→ **Consigne**: Reproduisez à l'identique toutes les entrées ci-dessous, en omettant les images.

→ **Entrées à traiter**:
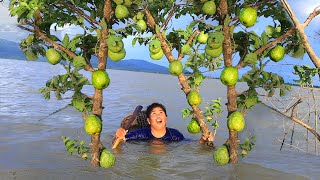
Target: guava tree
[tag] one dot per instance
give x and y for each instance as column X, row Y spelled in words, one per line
column 225, row 42
column 99, row 39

→ **Corrigé**:
Target: guava tree
[tag] one dot per instance
give x and y for each instance as column X, row Y spelled in words, one per line
column 225, row 42
column 99, row 39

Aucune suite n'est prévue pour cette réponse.